### TEXT SHOWN ###
Mach bands and the perception of images

Photographs, and the results obtained through image processing are at the mercy of the human visual system. A machine cannot interpret how visually appealing an image is, because aesthetic perception is different for everyone. Image sharpening takes advantage of one of the tricks of our visual system. Human eyes see what are termed “Mach bands” at the edges of sharp transitions, which affect how we perceive images. This optical illusion was first explained by Austrian physicist and philosopher Ernst Mach (1838–1916) in 1865. Mach discovered how our eyes leverage the use of contrast to compensate for its inability to resolve fine detail. Consider the image below containing ten squares of differing levels of gray.

Notice how the gray squares appear to scallop, with a lighter band on the left, and a darker band on the right of the squares? This is an optical illusion, in fact the gray squares are all uniform in intensity. To resolve the brain/eyes deficiency in being able to resolve detail, incoming light gets processed in such a manner than the contrast between two different tones is exaggerated. This gives the perception of more detail. The dark and light bands seen on either side of the gradation are the Mach bands. Here is an example of what human eyes see:

What does this have to do with manipulation techniques such as image sharpening? The human brain perceives exaggerated intensity changes near edges – so image sharpening uses this notion to introduce faux Mach bands by amplifying intensity edges. Consider as an example the following  image, which basically shows two mountain sides, one behind the other. Without looking too closely you can see the Mach bands.

Taking a profile perpendicular to the mountain sides provides an indication of the intensity values along the profile, and shows the edges.

The profile shows three plateaus, and two cliffs (the cliffs are ignored by the human eyes). The first plateau is the foreground mountainside, the middle plateau is the mountainside behind that, and the uppermost plateau is some cloud cover. Now we apply an unsharp masking filter to the image, to sharpen the image (radius=10, mask weight=0.4)
###
*JOB A*
According to the text on Mach bands, in what year did Ernst Mach first explain this optical illusion?
### GIVEN ENTRIES ###
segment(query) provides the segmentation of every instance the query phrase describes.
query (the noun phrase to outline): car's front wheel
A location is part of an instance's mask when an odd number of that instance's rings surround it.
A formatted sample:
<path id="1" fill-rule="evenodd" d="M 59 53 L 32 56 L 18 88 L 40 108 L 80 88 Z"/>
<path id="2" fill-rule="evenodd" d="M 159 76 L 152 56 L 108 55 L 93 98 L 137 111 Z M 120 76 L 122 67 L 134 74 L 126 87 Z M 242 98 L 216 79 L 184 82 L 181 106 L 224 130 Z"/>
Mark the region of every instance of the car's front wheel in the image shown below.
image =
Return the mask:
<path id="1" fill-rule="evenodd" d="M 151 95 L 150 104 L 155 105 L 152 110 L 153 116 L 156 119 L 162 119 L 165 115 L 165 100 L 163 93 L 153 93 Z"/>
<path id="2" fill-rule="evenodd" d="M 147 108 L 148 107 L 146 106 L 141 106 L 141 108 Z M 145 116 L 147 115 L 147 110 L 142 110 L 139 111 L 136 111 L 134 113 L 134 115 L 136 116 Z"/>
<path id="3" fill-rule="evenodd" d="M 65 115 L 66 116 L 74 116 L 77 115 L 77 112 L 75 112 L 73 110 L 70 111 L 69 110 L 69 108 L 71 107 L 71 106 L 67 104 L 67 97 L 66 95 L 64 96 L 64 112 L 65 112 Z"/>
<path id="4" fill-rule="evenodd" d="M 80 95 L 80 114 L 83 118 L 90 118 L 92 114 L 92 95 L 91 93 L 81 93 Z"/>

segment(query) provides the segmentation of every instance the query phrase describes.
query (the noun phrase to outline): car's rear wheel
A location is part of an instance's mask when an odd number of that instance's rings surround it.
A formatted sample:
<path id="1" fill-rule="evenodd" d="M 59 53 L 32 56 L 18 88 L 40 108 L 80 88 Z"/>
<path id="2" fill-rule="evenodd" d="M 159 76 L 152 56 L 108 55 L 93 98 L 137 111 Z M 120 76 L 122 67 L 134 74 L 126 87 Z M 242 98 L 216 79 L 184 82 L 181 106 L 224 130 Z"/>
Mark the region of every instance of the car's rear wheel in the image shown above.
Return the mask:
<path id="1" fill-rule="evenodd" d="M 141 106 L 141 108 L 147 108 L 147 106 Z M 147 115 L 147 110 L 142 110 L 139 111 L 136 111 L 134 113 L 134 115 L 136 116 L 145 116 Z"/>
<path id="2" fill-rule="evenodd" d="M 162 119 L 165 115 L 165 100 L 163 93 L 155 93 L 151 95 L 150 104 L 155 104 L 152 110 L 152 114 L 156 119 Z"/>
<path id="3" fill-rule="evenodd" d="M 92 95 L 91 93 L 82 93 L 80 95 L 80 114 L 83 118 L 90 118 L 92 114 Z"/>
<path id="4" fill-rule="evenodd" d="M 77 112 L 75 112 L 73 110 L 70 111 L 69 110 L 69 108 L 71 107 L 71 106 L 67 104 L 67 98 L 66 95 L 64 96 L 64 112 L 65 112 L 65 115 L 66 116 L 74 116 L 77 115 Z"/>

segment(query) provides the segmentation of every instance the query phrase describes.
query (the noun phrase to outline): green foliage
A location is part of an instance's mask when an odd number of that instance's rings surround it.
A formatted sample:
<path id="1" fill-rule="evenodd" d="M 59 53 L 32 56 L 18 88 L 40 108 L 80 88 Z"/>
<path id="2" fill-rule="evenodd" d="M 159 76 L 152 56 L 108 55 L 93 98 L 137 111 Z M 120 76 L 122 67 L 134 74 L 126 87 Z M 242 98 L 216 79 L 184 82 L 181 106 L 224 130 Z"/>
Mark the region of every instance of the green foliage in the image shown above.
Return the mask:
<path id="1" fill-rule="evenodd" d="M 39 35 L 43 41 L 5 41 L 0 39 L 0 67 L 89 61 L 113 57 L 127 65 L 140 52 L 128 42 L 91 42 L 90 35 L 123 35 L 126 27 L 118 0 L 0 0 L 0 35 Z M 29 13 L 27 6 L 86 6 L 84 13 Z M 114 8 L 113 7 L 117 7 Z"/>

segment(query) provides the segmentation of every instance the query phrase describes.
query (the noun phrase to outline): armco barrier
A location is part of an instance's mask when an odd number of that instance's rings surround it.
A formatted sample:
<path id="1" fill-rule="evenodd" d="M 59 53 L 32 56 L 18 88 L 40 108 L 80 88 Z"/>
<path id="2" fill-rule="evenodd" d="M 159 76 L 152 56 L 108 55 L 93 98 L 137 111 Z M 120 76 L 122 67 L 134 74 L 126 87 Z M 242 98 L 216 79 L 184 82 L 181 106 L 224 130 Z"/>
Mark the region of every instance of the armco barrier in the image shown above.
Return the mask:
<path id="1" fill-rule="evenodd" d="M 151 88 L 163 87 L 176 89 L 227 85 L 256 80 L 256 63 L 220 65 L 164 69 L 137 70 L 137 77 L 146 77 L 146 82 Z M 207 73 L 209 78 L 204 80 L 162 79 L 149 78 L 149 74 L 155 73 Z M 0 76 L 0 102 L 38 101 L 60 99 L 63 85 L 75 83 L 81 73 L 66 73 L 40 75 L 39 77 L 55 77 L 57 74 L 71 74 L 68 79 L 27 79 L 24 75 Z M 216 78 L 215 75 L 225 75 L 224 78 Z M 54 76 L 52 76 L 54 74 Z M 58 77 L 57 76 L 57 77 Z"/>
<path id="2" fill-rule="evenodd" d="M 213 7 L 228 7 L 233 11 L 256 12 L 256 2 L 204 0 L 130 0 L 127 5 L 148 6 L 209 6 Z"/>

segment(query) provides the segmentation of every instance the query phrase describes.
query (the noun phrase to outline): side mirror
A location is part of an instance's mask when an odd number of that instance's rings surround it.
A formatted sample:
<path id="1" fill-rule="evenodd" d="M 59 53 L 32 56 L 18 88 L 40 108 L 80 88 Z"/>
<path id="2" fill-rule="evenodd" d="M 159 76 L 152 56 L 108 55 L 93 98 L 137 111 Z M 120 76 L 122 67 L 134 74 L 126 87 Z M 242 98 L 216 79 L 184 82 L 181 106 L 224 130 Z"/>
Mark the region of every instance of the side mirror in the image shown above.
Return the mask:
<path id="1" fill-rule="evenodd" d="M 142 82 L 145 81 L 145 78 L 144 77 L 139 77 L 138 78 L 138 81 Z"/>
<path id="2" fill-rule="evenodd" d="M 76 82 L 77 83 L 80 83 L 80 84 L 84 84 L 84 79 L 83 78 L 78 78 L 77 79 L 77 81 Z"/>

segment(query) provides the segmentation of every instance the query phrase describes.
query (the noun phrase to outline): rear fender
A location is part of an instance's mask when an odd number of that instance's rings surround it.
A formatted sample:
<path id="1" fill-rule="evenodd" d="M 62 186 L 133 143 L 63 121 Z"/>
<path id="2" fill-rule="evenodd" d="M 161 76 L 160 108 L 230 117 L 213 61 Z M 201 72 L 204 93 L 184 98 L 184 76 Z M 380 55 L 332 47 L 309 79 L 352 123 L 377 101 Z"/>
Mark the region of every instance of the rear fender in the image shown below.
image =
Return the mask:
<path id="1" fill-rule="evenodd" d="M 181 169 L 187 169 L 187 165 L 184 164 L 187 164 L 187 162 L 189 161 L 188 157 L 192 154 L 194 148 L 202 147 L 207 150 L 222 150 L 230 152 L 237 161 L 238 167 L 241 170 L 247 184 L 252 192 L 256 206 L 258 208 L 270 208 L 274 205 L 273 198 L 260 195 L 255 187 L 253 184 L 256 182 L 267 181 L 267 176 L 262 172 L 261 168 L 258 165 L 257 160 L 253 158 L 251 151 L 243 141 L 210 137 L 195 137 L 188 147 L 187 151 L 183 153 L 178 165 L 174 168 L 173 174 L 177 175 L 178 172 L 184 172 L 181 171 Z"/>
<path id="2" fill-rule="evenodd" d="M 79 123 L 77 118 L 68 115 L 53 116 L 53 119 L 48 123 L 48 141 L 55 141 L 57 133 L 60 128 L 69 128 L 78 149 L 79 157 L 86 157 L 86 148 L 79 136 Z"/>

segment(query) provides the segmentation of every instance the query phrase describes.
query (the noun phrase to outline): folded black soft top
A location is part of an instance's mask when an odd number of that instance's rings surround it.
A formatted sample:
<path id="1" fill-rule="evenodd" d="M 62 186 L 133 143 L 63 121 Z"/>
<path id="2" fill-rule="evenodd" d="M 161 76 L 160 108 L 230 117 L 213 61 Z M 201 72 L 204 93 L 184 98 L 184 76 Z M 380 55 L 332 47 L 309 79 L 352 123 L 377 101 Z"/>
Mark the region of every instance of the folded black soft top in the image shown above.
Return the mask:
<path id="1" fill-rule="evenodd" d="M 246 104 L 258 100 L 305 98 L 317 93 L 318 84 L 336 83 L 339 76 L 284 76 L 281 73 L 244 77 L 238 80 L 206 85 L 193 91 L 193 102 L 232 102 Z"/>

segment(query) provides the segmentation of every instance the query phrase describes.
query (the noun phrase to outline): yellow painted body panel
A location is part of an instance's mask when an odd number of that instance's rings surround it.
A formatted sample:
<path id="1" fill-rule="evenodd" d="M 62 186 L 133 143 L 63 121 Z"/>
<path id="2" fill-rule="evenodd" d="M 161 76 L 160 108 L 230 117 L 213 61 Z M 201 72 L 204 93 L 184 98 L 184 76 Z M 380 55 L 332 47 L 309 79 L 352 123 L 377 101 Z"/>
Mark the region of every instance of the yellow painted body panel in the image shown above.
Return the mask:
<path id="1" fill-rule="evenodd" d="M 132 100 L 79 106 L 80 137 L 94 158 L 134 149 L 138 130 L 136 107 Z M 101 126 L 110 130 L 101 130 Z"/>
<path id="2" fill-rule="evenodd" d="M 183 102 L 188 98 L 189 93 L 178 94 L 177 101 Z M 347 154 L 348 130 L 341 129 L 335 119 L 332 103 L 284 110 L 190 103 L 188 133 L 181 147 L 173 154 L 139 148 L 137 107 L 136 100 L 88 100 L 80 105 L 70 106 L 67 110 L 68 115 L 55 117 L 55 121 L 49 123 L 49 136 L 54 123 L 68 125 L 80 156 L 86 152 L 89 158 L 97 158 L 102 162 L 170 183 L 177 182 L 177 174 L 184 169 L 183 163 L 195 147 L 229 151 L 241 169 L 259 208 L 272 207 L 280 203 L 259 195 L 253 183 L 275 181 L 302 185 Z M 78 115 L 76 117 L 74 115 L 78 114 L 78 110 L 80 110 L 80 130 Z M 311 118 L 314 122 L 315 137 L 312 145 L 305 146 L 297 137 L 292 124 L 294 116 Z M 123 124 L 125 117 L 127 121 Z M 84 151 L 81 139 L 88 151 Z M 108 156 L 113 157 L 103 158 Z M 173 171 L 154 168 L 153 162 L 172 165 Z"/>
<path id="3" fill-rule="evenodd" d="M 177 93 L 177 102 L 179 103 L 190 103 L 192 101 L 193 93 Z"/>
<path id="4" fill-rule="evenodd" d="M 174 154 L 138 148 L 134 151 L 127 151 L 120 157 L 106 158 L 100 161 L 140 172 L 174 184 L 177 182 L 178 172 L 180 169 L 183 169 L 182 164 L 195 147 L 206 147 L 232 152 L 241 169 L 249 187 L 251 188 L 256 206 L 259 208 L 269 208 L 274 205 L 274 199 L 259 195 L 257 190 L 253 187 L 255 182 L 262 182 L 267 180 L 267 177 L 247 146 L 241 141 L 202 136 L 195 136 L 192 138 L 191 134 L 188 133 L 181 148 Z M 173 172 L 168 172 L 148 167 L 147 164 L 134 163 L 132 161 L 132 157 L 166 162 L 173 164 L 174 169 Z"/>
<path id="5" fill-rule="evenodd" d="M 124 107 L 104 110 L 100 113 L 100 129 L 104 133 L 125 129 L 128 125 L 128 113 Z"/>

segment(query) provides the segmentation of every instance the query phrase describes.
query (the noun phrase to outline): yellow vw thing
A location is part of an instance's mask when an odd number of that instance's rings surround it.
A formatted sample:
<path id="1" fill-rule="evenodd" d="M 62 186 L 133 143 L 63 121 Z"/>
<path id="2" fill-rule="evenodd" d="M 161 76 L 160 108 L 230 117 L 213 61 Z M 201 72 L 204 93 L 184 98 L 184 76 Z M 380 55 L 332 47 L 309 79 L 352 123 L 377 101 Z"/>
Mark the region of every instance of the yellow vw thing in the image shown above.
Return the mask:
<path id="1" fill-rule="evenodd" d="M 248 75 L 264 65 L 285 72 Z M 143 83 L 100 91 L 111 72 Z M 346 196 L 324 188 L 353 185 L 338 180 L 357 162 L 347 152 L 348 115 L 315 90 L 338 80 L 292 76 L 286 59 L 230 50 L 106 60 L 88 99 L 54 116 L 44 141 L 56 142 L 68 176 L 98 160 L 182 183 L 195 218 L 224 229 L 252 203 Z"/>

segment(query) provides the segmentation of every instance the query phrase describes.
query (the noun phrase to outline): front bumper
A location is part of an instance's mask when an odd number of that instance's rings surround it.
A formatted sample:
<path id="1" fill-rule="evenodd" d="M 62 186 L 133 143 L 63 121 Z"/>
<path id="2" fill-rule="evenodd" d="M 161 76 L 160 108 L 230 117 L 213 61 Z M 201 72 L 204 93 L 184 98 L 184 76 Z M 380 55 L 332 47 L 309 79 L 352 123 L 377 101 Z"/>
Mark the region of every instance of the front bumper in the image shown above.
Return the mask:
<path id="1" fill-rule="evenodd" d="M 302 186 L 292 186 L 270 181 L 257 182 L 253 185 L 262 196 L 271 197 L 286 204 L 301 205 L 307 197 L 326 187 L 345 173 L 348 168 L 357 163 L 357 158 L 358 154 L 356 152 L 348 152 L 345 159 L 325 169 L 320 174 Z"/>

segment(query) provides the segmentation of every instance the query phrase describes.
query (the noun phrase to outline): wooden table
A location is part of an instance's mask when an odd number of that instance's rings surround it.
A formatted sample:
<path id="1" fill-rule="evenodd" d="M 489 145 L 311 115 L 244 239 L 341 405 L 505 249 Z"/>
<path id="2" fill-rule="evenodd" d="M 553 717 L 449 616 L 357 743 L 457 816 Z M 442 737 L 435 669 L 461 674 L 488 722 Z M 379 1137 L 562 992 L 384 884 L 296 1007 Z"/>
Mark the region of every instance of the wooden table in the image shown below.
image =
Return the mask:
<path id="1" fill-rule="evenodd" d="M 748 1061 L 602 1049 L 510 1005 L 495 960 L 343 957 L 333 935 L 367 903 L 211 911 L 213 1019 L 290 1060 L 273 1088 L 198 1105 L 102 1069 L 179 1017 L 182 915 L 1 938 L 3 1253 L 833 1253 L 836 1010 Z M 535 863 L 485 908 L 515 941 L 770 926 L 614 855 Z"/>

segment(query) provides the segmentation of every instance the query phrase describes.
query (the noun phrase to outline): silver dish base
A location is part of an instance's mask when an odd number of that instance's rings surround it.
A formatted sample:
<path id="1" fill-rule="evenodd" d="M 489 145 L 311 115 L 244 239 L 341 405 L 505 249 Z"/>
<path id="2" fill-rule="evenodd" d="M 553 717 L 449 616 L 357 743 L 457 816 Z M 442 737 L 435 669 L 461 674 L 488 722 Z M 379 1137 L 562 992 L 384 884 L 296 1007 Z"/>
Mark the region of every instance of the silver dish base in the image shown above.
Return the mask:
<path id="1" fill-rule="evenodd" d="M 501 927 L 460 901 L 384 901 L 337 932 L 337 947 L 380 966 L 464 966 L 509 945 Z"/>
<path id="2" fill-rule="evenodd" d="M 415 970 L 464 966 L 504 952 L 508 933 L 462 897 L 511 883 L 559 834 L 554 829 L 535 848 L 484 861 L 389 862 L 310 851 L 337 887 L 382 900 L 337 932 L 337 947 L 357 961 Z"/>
###
*JOB B*
Rewrite the rows from their start through the line containing "104 L 155 105", replacing "car's front wheel" with "vehicle's front wheel" and leaving everything else unchanged.

*TASK OUTPUT A*
1865

*TASK OUTPUT B*
segment(query) provides the segmentation of every instance the query phrase describes.
query (the noun phrase to outline): vehicle's front wheel
A location is part of an instance's mask when an odd number of that instance's rings surround it.
A formatted sample:
<path id="1" fill-rule="evenodd" d="M 59 53 L 32 56 L 18 88 L 40 108 L 80 88 Z"/>
<path id="2" fill-rule="evenodd" d="M 159 76 L 152 56 L 108 55 L 93 98 L 137 111 Z M 120 76 L 122 67 L 134 74 L 126 87 Z M 242 98 L 216 79 L 184 82 L 181 106 L 224 130 Z"/>
Mark the region of every instance of the vehicle's front wheel in the image shown below.
image =
Return the mask:
<path id="1" fill-rule="evenodd" d="M 151 95 L 150 104 L 155 105 L 152 110 L 153 116 L 156 119 L 162 119 L 165 115 L 165 100 L 163 93 L 153 93 Z"/>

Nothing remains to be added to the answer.